> DATASET RECORDS
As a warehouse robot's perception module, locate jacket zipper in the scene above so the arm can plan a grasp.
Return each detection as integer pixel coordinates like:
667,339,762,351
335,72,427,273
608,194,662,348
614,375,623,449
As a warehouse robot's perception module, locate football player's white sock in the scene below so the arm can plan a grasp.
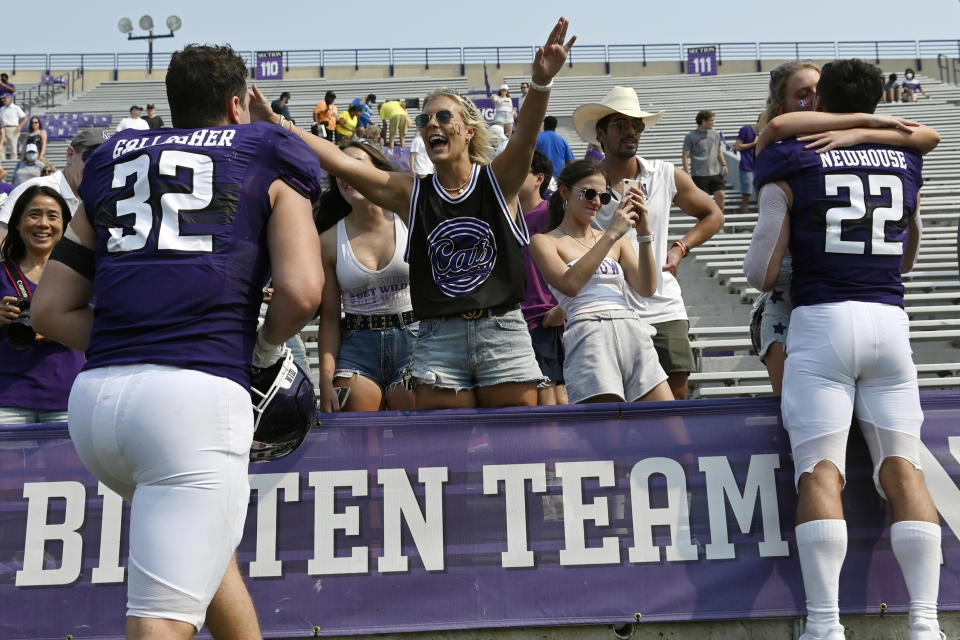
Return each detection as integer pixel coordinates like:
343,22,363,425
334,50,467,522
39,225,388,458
890,520,940,631
794,520,847,637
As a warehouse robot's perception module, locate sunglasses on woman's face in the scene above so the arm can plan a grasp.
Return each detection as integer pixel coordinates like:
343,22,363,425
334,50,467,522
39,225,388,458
576,187,613,204
414,109,453,129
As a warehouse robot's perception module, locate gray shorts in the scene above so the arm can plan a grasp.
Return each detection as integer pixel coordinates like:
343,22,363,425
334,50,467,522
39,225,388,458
563,310,667,403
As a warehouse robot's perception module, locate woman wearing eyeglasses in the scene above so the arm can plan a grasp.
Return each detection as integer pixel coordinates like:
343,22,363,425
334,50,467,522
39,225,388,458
22,116,47,162
531,160,673,403
250,18,576,409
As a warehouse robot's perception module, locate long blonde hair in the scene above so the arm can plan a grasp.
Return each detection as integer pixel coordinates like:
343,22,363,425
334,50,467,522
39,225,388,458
423,88,493,165
757,60,820,131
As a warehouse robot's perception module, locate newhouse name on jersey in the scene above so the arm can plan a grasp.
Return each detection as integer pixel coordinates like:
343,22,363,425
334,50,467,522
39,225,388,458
113,129,237,160
820,148,907,169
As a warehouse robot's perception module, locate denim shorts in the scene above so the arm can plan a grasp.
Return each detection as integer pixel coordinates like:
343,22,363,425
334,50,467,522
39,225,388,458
334,323,417,389
411,309,543,391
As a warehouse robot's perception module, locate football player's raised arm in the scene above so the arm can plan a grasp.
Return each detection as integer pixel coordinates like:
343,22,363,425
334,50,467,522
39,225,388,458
901,198,923,273
250,85,413,222
743,182,792,291
260,180,323,352
30,203,96,351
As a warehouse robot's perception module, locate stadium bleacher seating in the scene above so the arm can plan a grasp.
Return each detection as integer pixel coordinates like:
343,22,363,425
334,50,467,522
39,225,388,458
15,73,960,397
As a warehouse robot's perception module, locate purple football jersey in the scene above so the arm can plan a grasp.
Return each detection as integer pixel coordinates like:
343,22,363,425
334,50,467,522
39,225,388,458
80,123,320,387
757,139,923,307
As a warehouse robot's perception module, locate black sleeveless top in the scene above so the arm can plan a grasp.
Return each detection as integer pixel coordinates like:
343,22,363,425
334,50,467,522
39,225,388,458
404,165,530,319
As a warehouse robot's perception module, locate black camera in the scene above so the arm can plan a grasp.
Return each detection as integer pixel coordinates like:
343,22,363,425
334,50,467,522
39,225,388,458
7,296,37,349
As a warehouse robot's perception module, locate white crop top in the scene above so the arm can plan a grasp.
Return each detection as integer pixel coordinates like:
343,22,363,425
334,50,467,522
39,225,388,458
337,214,413,315
550,258,630,322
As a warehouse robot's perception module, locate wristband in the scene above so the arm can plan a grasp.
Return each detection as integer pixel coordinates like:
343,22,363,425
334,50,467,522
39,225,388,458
530,78,553,93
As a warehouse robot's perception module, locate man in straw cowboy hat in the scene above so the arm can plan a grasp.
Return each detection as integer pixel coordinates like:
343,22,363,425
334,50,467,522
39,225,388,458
573,87,723,400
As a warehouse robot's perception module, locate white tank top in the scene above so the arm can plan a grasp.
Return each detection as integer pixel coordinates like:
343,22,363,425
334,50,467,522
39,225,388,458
550,258,630,322
337,214,413,315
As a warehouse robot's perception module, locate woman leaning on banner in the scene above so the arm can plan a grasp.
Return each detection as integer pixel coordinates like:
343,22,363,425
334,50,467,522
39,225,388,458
251,18,575,409
317,142,416,412
0,186,84,424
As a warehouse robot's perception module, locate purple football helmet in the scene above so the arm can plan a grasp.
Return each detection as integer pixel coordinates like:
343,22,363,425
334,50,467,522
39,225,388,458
250,347,317,462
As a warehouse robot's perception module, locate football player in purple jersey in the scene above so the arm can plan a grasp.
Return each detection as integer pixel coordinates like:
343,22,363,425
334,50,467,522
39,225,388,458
745,60,944,640
251,18,576,416
33,45,323,639
751,61,940,395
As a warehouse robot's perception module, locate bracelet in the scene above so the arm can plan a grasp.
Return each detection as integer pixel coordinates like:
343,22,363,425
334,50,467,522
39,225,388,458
530,78,553,93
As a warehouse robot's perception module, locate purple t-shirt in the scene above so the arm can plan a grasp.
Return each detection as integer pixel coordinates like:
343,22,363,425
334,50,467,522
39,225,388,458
80,122,320,387
0,267,83,411
757,138,923,307
737,125,757,171
520,200,557,329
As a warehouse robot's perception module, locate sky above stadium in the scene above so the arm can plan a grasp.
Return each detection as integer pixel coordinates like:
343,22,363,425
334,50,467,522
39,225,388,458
7,0,960,54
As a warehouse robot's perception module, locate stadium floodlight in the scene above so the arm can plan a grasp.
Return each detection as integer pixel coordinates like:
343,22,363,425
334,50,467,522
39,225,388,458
117,15,183,73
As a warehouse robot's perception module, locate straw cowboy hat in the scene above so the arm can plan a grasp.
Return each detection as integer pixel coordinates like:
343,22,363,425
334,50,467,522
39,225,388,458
573,87,663,145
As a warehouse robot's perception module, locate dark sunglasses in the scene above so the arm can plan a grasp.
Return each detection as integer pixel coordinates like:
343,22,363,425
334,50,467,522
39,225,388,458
574,187,613,204
414,109,453,129
610,118,646,133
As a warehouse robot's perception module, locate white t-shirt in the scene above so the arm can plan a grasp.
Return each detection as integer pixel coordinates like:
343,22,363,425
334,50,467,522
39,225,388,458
0,171,80,228
117,118,150,133
410,134,436,176
594,156,687,324
0,102,27,127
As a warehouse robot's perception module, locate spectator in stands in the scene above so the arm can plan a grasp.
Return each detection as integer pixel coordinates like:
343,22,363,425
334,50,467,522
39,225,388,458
733,116,758,213
310,91,339,142
883,73,900,102
583,142,604,164
380,100,413,149
0,186,84,424
117,105,150,133
520,151,567,405
683,109,727,211
0,73,17,98
531,160,673,402
350,93,377,127
0,93,27,159
270,91,293,122
318,142,417,412
260,18,576,409
903,67,930,102
23,116,47,162
13,142,43,187
144,104,163,129
744,62,940,395
490,83,517,138
747,60,946,640
0,128,109,245
336,104,361,145
537,116,573,177
573,87,723,400
410,125,436,178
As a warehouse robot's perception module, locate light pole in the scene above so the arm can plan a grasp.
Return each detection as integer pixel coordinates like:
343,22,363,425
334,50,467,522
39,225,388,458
117,15,183,73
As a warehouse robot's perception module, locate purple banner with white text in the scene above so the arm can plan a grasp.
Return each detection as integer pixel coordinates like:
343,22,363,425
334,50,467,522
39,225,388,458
0,392,960,640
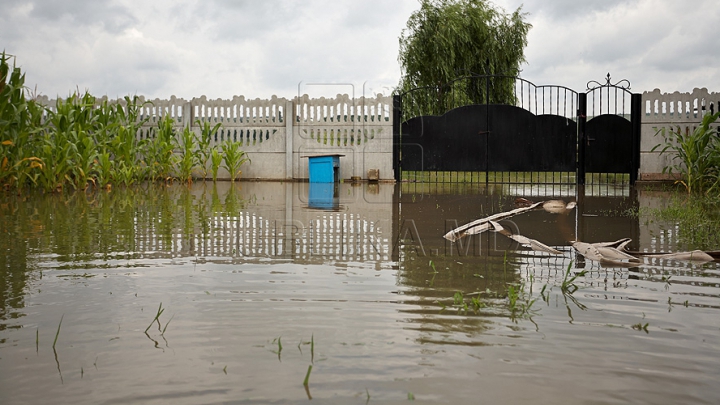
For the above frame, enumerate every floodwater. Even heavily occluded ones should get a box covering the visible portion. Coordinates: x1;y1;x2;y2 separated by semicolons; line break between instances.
0;182;720;405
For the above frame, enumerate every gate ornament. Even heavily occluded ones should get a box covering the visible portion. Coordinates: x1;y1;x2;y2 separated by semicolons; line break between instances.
586;72;630;90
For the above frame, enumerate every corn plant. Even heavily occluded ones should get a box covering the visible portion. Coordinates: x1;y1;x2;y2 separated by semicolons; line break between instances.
652;111;720;193
210;146;222;181
145;115;177;181
195;119;222;180
177;127;200;184
0;51;44;189
222;141;250;181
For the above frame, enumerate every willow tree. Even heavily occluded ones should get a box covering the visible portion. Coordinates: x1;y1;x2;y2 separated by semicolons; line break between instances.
398;0;532;114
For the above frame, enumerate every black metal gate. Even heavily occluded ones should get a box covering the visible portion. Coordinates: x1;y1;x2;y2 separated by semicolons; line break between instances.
393;75;640;184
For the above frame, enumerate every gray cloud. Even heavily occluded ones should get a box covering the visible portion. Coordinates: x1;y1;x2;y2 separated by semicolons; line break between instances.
0;0;720;98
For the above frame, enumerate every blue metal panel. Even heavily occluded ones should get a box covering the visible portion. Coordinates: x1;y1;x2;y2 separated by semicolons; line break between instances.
308;155;340;183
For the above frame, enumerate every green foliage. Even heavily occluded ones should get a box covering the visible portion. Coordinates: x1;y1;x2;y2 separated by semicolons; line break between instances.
210;146;222;181
652;111;720;194
398;0;532;115
0;51;45;188
178;127;201;184
145;115;177;181
0;52;249;192
222;141;250;181
195;119;222;180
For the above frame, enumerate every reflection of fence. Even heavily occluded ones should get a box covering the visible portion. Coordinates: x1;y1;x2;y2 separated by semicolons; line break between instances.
136;208;392;263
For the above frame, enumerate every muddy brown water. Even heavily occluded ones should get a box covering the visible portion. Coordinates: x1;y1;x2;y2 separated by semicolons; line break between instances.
0;182;720;404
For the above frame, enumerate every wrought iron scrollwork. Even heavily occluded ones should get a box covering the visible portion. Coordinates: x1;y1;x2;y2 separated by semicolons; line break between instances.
586;72;630;90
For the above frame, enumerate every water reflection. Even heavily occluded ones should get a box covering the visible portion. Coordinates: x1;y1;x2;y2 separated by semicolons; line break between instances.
0;183;720;403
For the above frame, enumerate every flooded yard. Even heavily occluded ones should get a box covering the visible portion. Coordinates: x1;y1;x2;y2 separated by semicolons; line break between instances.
0;182;720;404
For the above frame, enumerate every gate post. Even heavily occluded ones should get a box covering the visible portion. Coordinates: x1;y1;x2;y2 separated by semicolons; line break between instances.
393;94;402;181
575;93;587;186
630;93;642;185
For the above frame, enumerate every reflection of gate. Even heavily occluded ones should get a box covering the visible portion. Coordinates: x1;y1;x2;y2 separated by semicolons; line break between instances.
394;76;640;184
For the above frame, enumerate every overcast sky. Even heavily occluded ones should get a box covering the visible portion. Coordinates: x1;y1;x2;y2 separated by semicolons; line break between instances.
0;0;720;99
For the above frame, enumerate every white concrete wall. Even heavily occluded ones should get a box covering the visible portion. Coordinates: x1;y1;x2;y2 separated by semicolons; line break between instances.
639;88;720;181
40;94;394;180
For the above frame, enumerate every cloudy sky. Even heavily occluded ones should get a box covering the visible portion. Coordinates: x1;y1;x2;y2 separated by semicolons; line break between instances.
0;0;720;99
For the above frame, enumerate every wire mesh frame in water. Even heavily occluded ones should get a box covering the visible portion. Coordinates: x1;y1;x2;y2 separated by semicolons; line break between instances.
402;171;575;184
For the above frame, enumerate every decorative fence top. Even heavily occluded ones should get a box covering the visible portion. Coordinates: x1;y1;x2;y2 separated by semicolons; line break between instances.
37;94;392;127
643;88;720;122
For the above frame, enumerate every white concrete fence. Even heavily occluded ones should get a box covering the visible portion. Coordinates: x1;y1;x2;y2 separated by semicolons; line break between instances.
40;88;720;181
638;88;720;181
39;95;394;180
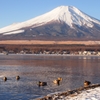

> WHAT IS BEING ASKED
Set down the lines above without change, starting at the line that contains "As a warehouse robot's perception module, locate light" and ending at the line that contains "0,392,960,640", including both.

> SOLUTION TO THIS TASK
As a warehouse robot's perception module, locate light pole in the scene above so the arm can plan a grasp.
Return each detection as integer pixel coordinates like:
343,22,363,425
334,50,467,522
39,225,388,458
117,15,183,73
As a warehouse robot's perception module, locate purple banner with white text in the scene above so the arm can plan a grasp.
Return each detection as integer pixel coordinates like:
343,22,363,425
334,50,467,522
39,225,388,458
0,392,960,640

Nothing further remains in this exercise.